[ACTIVITY]
Write out the following portion of the passage on Welsh Labour's local election campaign word for word. Start at the words "Speaking at Bridgend" and end after the words "vested upon them.".

---- SUPPLIED TEXT

Sir Keir Starmer joined him in Bridgend to kick off the party's campaign for the elections on 5 May.
Labour enters the election as Wales' largest party in local government with majority control of seven councils.
But it will hope to improve on 2017, when it lost more than 100 councillors.
Mr Drakeford said that, working with the Welsh government, Labour councils had been the "bedrock" of the way people in Wales had been "served and helped to keep safe during the desperately difficult two years that we have been though together" in the pandemic.
"And the sad truth is that the years ahead of us are going to be just as challenging.
"The pandemic is not over."
Speaking at Bridgend College's Steam (Science, Technology, Engineering, Arts and Mathematics) Academy in Pencoed, the first minister and Welsh Labour leader said people were now living under a "Tory cost of living crisis".
"It has not come out of thin air," he said. "A decade of austerity has undermined the capacity of hard working families right across the UK to withstand the stresses and strains that are about to be vested upon them.

--------
---- SUPPLIED RECORDS

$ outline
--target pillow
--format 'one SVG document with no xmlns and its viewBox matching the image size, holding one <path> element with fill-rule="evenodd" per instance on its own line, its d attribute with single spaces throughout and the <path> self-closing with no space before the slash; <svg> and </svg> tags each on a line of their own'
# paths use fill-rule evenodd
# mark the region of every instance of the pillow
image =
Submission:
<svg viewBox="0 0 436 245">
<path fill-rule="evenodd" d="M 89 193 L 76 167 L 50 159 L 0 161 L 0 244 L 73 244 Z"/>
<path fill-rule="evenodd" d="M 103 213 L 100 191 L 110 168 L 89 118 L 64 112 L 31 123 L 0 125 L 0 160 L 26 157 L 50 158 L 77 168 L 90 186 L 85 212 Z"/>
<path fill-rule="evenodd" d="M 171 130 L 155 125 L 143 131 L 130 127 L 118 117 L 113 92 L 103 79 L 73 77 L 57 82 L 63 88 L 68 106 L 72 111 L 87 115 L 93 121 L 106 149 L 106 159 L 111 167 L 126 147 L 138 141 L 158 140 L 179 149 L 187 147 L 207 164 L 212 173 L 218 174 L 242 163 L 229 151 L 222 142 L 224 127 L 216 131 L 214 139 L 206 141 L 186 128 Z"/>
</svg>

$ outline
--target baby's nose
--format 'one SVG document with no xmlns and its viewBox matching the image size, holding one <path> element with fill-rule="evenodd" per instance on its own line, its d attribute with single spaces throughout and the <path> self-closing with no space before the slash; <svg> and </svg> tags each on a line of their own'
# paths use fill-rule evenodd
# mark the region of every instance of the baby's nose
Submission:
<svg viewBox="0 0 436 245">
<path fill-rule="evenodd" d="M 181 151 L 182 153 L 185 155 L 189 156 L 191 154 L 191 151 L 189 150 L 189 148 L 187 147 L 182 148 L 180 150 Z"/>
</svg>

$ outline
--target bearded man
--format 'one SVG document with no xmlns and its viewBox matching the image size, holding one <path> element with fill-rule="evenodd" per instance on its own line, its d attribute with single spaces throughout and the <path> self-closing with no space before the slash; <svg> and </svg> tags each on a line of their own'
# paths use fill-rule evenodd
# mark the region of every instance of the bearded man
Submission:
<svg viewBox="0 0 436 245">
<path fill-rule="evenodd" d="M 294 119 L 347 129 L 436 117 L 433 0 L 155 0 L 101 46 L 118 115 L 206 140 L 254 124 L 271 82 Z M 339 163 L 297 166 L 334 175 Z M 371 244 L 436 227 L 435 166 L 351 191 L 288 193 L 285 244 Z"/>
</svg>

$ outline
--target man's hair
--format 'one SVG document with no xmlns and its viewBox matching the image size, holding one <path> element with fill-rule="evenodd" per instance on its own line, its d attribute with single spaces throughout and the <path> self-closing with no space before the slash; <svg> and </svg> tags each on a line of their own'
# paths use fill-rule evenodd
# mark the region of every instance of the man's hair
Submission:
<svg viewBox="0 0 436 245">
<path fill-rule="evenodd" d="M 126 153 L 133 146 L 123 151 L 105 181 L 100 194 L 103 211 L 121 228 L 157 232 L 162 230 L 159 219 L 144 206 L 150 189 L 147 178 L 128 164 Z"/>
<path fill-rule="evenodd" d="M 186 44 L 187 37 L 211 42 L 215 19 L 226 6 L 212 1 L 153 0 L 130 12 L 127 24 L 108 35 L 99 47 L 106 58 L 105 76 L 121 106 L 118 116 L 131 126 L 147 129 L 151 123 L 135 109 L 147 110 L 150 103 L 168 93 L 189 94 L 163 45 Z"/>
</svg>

--------

[EXERCISE ANSWER]
Speaking at Bridgend College's Steam (Science, Technology, Engineering, Arts and Mathematics) Academy in Pencoed, the first minister and Welsh Labour leader said people were now living under a "Tory cost of living crisis".
"It has not come out of thin air," he said. "A decade of austerity has undermined the capacity of hard working families right across the UK to withstand the stresses and strains that are about to be vested upon them.